╭─ Materials provided

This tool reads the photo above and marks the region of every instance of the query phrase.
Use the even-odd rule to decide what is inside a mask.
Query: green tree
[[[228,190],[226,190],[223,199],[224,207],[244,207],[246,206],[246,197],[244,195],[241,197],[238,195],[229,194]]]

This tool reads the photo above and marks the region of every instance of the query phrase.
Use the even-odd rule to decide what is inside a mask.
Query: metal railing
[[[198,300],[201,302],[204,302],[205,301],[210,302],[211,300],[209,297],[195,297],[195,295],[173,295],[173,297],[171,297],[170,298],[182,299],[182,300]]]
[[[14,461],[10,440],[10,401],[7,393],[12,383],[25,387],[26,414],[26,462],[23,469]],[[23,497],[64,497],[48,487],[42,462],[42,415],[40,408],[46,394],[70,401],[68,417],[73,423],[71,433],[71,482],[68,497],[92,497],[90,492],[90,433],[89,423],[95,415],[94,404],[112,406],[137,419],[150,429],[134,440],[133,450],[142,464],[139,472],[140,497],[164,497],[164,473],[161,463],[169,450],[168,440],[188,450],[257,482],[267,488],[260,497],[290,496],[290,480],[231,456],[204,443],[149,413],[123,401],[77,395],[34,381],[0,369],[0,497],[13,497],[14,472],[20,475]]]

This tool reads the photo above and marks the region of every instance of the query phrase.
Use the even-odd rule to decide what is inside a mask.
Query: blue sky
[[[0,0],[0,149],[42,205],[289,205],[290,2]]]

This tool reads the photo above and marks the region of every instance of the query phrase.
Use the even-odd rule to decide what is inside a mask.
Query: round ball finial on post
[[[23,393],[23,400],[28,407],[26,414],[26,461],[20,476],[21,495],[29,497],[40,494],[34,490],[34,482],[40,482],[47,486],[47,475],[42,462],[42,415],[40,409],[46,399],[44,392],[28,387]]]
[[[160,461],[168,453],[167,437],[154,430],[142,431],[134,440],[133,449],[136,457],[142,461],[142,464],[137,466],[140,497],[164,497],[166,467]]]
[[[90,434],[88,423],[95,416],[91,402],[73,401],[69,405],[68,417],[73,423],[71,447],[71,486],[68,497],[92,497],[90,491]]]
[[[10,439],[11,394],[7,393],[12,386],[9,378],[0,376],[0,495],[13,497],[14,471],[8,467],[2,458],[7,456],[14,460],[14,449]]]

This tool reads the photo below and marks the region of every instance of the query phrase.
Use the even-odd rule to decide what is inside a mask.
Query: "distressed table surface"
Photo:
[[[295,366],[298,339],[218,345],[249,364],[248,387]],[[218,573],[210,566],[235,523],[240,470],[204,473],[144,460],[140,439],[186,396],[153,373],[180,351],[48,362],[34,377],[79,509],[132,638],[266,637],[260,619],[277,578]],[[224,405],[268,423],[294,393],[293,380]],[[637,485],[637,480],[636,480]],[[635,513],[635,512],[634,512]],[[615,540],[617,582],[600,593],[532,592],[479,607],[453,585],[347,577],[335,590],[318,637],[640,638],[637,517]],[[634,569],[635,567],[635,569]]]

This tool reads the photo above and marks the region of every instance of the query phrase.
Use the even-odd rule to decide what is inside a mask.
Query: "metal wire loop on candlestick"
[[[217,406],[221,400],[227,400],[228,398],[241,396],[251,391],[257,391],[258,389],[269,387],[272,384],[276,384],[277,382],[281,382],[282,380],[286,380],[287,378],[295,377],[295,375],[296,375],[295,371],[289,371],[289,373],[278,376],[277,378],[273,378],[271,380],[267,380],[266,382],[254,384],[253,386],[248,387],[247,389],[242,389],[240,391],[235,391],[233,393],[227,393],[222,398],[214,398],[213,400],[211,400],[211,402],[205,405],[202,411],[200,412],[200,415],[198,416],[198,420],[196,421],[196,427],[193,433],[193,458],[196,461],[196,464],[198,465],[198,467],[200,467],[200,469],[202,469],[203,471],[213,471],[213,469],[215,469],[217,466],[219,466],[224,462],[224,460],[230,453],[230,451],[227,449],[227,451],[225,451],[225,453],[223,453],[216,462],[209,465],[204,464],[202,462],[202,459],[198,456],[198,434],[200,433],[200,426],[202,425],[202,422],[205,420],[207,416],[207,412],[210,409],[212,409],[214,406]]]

╰─

→ Request
How many lines of the records above contain the string "metal"? Case counts. Reply with the number only.

→ Response to the task
2